Dataset records ::
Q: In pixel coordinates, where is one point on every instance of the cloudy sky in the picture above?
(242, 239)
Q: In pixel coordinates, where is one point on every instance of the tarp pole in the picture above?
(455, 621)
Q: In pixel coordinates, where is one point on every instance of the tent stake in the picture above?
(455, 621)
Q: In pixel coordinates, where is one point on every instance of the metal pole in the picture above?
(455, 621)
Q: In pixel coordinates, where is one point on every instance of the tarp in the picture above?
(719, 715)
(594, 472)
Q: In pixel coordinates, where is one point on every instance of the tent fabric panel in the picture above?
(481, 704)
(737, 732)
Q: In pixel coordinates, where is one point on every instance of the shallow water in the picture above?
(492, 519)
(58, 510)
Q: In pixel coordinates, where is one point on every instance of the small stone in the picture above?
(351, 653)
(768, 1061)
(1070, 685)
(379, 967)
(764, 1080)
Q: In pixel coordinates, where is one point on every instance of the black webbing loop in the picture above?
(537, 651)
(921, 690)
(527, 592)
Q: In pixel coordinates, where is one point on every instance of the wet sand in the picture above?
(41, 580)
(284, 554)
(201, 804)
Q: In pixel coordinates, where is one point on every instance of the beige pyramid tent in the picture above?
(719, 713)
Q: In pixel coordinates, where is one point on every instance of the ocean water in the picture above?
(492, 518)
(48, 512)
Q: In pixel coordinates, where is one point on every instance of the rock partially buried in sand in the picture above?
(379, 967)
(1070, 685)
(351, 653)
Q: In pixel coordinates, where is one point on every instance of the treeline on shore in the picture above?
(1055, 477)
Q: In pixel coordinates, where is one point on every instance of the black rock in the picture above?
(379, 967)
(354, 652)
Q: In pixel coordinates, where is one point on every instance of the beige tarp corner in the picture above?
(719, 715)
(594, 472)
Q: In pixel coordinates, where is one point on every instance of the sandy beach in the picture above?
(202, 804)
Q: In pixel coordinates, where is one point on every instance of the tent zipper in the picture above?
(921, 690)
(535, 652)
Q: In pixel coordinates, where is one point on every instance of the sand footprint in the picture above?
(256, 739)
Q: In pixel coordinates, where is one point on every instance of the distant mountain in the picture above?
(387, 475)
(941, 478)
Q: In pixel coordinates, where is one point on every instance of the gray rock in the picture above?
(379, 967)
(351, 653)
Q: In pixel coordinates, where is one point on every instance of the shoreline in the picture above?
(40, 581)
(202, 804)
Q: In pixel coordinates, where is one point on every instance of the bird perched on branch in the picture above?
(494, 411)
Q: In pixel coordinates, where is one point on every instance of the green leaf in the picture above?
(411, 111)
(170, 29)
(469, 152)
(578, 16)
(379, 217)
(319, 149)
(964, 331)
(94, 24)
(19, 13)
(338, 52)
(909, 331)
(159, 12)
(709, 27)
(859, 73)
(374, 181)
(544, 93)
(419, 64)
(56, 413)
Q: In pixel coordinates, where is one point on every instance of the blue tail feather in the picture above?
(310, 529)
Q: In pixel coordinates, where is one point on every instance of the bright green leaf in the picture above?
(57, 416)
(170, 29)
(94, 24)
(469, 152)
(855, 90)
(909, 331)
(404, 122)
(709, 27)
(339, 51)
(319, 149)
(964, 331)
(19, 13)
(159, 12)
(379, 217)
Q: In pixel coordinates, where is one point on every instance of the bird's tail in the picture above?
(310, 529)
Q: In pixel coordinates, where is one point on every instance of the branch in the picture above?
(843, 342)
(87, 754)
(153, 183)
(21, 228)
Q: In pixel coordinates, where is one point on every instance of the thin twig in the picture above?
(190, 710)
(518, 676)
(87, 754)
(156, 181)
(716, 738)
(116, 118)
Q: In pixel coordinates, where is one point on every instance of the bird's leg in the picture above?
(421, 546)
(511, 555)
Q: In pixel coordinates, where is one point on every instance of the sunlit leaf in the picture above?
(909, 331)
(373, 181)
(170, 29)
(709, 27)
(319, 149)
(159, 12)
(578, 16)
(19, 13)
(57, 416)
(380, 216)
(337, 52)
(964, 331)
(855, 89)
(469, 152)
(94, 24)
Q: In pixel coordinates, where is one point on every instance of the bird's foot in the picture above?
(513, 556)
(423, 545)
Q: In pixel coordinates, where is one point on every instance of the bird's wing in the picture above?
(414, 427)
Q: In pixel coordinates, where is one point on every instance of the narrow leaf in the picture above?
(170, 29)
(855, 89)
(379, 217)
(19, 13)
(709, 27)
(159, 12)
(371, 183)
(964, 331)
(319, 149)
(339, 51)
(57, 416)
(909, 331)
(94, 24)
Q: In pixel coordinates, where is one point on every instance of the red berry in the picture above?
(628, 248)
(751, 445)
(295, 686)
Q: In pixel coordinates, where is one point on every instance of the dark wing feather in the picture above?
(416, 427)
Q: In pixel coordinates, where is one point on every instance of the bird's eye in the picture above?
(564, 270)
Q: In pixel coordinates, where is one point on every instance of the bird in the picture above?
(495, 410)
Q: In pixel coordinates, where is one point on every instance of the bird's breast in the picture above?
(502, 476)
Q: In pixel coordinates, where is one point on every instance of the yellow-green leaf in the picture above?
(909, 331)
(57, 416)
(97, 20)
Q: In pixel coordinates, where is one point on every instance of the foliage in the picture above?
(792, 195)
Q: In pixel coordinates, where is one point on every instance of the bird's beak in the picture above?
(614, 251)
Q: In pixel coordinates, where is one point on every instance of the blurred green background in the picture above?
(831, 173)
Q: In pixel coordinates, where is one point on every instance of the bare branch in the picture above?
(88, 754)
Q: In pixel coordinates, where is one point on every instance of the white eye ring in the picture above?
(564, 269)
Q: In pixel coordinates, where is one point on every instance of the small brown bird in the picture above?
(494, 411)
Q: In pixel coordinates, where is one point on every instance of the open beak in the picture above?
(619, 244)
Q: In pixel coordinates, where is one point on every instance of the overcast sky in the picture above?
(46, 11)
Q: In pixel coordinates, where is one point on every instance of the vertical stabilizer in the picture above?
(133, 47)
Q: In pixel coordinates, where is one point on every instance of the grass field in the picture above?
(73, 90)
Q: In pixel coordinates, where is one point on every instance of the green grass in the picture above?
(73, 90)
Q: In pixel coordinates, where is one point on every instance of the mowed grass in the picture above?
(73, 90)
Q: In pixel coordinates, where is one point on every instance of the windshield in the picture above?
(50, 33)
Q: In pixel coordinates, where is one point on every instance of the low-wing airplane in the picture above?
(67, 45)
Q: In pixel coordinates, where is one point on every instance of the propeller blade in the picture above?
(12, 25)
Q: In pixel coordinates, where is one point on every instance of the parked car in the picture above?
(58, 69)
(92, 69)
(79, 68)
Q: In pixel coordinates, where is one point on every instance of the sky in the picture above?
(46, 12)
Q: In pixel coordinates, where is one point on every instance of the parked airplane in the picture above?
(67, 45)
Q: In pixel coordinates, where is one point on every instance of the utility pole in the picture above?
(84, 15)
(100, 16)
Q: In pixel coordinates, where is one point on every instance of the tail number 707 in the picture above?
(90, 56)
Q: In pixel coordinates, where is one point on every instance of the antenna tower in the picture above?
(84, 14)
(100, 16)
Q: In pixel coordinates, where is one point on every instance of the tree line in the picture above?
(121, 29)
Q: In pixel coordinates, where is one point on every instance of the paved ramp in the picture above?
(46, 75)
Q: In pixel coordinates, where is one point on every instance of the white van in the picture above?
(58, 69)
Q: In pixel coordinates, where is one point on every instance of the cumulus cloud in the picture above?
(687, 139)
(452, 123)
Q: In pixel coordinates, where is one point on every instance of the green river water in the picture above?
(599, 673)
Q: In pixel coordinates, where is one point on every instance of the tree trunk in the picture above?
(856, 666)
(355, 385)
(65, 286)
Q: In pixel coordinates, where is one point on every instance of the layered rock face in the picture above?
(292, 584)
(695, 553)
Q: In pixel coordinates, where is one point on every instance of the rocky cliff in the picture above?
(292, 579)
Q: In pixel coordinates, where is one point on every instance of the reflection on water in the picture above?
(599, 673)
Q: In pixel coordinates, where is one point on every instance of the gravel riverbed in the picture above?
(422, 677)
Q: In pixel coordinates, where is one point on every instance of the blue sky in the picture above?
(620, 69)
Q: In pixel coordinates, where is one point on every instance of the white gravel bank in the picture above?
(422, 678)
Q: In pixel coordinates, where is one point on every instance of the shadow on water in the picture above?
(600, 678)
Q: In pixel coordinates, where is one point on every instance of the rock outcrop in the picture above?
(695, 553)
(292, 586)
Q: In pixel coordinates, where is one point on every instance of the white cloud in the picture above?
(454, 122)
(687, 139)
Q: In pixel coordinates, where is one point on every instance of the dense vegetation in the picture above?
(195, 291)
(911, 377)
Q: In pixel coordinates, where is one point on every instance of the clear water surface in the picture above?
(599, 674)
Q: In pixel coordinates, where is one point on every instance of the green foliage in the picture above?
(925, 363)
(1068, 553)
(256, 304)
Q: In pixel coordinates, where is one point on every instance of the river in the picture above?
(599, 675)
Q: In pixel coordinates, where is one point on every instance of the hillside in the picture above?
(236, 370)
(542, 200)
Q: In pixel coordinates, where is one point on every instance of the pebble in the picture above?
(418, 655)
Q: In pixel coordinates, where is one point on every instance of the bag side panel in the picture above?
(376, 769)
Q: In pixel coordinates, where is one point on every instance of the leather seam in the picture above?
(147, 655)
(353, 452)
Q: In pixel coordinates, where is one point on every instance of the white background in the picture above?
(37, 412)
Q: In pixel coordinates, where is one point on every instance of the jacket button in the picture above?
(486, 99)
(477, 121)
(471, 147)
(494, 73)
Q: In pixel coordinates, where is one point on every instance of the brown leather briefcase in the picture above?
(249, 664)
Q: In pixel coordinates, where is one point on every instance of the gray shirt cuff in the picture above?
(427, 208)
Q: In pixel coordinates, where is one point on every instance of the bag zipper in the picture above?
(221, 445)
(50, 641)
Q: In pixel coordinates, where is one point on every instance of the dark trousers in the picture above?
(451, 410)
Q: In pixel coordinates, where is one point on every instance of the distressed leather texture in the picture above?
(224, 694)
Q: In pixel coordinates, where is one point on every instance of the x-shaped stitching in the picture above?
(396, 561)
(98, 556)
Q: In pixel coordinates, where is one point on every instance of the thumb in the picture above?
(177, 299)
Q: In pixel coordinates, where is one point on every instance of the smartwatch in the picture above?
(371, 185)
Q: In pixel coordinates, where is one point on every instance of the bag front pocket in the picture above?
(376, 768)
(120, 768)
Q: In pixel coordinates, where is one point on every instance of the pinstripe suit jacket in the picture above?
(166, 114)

Problem details :: Copy the lines word for word, beginning with the line that contains "thumb in the picture above?" and ending with the last line.

Solution for this task ::
Q: In pixel coordinates, where is one point on every instance of the thumb in the picture above?
(177, 299)
Q: In pixel coordinates, where is one point on every instance of the smartwatch in the picture above?
(371, 185)
Q: In pixel coordinates, where is one point on every instance of the bag front pocket in the picture above?
(376, 768)
(120, 768)
Q: In pixel coordinates, where is one point on every instance of the pinstripe suit jacket in the picture above?
(166, 114)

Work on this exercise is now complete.